• _Work instructions_: Can you extract every line of the records below word for word, leaving the pictures out?

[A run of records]
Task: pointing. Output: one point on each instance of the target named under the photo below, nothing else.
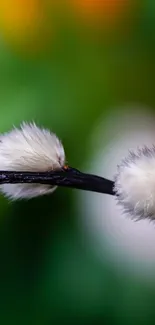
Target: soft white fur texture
(29, 148)
(135, 183)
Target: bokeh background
(86, 70)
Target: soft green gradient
(48, 274)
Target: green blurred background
(64, 64)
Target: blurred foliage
(64, 72)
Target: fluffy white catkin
(135, 183)
(29, 148)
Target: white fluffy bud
(135, 183)
(30, 148)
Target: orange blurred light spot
(97, 10)
(22, 22)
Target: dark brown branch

• _Task solution_:
Task: pointing. Output: one point on each instance of the target named under the photo below, nothing else.
Target: soft white fur texture
(29, 148)
(135, 183)
Target: bokeh background
(86, 70)
Target: soft green gradient
(48, 274)
Target: green blurred background
(64, 64)
Target: blurred foliage
(64, 72)
Target: fluffy white catkin
(135, 183)
(29, 148)
Target: white fluffy bud
(135, 183)
(30, 148)
Target: orange blurred light spot
(97, 10)
(22, 22)
Target: dark brown branch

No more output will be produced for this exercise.